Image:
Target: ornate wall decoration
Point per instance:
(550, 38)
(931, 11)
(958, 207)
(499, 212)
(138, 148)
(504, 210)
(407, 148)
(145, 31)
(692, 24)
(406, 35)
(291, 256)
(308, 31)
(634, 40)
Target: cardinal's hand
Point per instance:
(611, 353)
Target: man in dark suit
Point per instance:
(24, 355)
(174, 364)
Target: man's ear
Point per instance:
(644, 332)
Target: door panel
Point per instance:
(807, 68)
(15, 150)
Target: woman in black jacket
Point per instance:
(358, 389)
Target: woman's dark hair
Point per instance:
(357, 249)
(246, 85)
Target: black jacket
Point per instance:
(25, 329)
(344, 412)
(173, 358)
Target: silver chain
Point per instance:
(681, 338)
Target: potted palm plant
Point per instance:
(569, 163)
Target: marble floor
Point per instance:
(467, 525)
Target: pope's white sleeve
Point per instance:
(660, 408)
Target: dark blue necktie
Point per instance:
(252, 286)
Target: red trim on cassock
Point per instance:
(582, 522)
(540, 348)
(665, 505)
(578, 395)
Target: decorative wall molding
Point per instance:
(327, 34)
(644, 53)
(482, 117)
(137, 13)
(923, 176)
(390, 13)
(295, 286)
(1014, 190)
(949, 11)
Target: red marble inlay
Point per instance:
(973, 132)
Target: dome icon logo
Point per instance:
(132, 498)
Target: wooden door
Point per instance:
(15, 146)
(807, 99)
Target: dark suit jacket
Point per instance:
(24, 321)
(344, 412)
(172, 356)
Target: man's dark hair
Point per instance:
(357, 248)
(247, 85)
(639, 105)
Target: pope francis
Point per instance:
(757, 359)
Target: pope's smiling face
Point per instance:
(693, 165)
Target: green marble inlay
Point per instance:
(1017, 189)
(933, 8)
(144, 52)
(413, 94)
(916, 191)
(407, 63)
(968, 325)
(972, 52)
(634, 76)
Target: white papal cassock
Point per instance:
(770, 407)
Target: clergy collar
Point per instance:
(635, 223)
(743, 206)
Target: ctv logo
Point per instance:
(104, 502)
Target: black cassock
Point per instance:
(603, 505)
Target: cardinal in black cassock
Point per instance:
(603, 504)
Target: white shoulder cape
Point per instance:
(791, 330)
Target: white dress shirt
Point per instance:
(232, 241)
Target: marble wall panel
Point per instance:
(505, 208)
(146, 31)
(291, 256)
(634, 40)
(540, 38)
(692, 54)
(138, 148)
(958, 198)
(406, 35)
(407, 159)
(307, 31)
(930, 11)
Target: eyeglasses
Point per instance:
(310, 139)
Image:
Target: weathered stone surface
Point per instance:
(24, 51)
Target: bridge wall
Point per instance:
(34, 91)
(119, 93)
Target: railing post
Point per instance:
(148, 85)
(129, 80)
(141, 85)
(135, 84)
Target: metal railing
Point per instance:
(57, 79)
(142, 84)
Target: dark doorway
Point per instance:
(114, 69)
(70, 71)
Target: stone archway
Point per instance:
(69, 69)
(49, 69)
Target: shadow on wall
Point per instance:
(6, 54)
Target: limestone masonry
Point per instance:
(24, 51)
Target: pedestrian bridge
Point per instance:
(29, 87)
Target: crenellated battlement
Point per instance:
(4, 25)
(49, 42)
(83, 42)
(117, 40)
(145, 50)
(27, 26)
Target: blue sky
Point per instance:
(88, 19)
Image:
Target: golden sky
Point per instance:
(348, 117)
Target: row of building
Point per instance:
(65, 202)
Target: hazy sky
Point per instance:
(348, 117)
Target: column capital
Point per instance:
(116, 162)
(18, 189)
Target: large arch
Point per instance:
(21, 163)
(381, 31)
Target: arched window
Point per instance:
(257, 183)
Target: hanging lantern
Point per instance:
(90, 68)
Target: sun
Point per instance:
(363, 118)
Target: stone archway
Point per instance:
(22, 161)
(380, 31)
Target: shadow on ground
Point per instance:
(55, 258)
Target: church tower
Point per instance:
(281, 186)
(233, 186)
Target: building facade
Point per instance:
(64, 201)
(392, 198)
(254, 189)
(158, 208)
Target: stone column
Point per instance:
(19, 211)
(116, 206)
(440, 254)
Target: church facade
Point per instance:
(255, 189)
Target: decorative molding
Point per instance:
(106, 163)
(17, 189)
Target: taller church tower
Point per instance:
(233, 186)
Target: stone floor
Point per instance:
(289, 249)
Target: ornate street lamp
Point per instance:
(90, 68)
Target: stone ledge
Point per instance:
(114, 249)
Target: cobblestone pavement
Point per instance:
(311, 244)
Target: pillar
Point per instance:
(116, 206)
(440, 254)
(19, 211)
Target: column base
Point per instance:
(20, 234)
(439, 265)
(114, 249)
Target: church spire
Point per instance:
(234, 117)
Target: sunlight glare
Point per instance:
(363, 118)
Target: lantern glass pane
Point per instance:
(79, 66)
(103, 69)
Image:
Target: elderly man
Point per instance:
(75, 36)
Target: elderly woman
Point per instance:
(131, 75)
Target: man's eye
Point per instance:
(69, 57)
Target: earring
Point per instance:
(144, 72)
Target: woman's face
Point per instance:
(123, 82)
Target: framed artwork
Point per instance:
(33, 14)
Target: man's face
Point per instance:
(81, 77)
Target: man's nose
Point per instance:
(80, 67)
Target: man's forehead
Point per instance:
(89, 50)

* * *

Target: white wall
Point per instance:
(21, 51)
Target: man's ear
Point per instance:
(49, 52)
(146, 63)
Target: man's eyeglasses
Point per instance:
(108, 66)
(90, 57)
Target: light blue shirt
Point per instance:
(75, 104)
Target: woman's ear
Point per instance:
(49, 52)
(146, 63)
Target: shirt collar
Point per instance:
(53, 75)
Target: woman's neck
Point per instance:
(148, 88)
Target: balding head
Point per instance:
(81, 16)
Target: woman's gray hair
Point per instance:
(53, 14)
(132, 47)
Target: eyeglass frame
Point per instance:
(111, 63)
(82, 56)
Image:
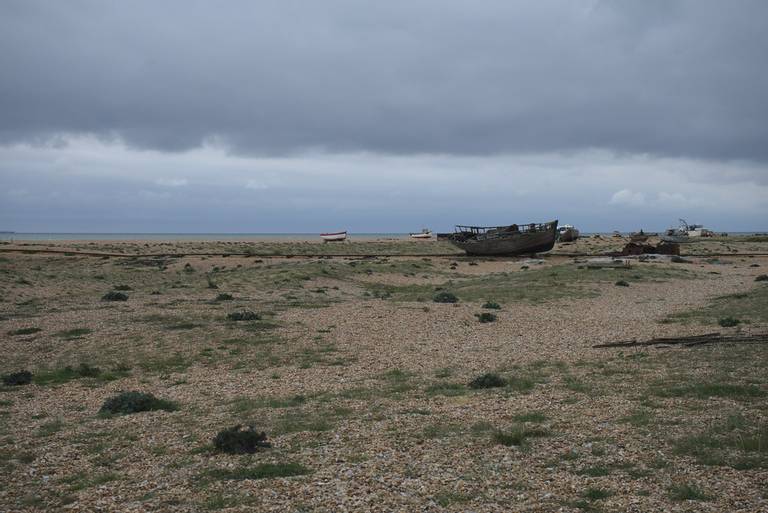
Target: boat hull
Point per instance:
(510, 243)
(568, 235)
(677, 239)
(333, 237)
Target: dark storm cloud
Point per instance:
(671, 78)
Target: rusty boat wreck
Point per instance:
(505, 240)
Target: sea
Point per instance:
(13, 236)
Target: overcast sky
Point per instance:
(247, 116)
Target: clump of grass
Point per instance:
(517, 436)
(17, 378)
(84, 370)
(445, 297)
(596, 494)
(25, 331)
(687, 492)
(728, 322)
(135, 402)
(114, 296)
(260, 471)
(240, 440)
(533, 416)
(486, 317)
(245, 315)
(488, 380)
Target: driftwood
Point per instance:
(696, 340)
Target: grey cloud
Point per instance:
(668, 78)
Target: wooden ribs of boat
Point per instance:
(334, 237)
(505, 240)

** WORK INSTRUCTION **
Using the entries above, give again exactly the lines from the line holding "Target: woman's ear" through the line holding "Target: woman's gray hair". Include both end lines and nothing else.

** ANSWER SPACE **
Target: woman's ear
Point per instance:
(49, 52)
(146, 63)
Target: shirt collar
Point per instance:
(53, 75)
Target: woman's neck
Point per instance:
(148, 88)
Target: balding head
Point per instance:
(81, 16)
Target: woman's gray hair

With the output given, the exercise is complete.